- Given request -
Can you render the rows below as a JSON list of strings, with one string for each line and blank lines left out?

(Pointing dataset excerpts)
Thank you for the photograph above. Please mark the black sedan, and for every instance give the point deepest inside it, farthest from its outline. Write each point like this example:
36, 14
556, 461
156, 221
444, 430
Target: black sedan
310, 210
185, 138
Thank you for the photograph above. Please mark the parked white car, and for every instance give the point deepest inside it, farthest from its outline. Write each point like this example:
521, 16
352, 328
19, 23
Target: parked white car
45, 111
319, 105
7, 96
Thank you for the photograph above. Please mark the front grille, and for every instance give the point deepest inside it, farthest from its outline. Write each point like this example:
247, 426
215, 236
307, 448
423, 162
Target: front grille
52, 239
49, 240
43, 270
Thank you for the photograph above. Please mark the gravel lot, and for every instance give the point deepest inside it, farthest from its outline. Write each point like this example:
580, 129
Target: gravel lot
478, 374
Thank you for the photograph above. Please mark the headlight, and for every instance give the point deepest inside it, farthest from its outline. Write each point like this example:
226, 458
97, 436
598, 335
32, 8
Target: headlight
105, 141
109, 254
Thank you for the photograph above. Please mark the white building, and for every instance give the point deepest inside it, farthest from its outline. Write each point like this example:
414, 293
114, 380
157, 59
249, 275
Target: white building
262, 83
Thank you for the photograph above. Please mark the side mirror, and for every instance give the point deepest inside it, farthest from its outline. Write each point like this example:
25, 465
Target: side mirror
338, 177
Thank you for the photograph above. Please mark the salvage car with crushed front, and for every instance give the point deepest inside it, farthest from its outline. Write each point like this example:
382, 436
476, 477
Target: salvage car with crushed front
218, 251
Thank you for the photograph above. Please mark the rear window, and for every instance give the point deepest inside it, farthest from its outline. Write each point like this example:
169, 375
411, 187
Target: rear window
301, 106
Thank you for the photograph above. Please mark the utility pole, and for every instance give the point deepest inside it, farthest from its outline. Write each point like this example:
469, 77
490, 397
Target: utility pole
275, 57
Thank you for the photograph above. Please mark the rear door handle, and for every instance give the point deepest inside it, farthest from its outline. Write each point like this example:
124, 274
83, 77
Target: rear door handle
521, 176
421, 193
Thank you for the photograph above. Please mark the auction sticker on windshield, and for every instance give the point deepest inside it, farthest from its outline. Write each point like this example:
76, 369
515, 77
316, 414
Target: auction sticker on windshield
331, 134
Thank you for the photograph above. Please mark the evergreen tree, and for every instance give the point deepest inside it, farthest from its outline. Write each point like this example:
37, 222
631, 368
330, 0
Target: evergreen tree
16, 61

- Worked answer -
[
  "Thank you for the photograph above. Please mark the black sedan, and for every instance give the point deepest inside it, farthest from its outline. Write each point like this example:",
  "36, 14",
  "556, 461",
  "156, 221",
  "444, 430",
  "Target: black sedan",
  "310, 210",
  "185, 138",
  "Thank you for the photograph above. Please mark the parked white car, and for every instance give the point deepest inside it, farthest from its outline. Write each point like this example:",
  "521, 16",
  "352, 328",
  "19, 23",
  "Target: parked white car",
  "45, 111",
  "319, 105",
  "7, 96",
  "Thank you for the photograph above. Please mark the front grille, and for every instance give the point deepest inside it, farthest from its outline. Write each point like this example:",
  "247, 426",
  "215, 236",
  "307, 448",
  "423, 162",
  "Target: front grille",
  "52, 239",
  "49, 240",
  "43, 270",
  "Thank you for the photograph above. Please mark the gravel lot, and for every instance give the point deepest inside it, farthest from its outline. Write each point like this example:",
  "580, 129",
  "Target: gravel lot",
  "478, 374",
  "Thank you for the photograph above. Please mark the headlight, and for every instance give the point deepest inside it, farthest from its outline. Write each point like this example:",
  "226, 458",
  "97, 436",
  "598, 335",
  "32, 8",
  "Target: headlight",
  "105, 141",
  "109, 254",
  "Thank you for the photograph above. Please mark the white building, and for every instance give the point deepest inside it, farthest from its outline. Write each point like this example:",
  "414, 293",
  "114, 380",
  "157, 59",
  "249, 275",
  "Target: white building",
  "262, 83",
  "Thank you for the photograph above. Please mark the side mirror, and for every instance give the point deepest inside it, farthest from its outline. Write each point like this example:",
  "25, 465",
  "Target: side mirror",
  "338, 177",
  "Thank you for the photograph above. Please mark the salvage car with crushed front, and for every instance give the point deepest inside it, farthest from its outline. Write each point like this example:",
  "382, 436",
  "476, 477",
  "Target: salvage car with crushed front",
  "218, 251",
  "Thank you for the photograph above. Please mark the rear window, and for every instance give the point deepest inside it, farthest from its outline. Write each point like this example:",
  "169, 375",
  "411, 187",
  "Target: rear window",
  "301, 106",
  "Thank you for the photograph above. Please mark the utility pole, and for every instance give the point deepest inside it, farthest from its outline. Write each point like this example:",
  "469, 77",
  "490, 397",
  "Target: utility pole",
  "275, 57",
  "Thank you for the photograph above. Please mark the rear door handle, and for every instance give the point deepest inside it, farthest from its outline. Write each point like this example:",
  "124, 274",
  "83, 77",
  "Target: rear door handle",
  "521, 176",
  "421, 193",
  "Thank you for the photograph above. Please mark the auction sticker on windshield, and for every instance give the point deepest inside it, farthest from its outline. Write each point like this example:",
  "76, 369",
  "515, 77",
  "316, 414",
  "Target: auction sticker on windshield",
  "331, 134",
  "Thank you for the photograph above. Please mark the evergreen tree, and for every instance give the point deepest inside it, farthest from its outline. Write each point like this example:",
  "37, 222",
  "631, 368",
  "330, 0",
  "Target: evergreen tree",
  "16, 61"
]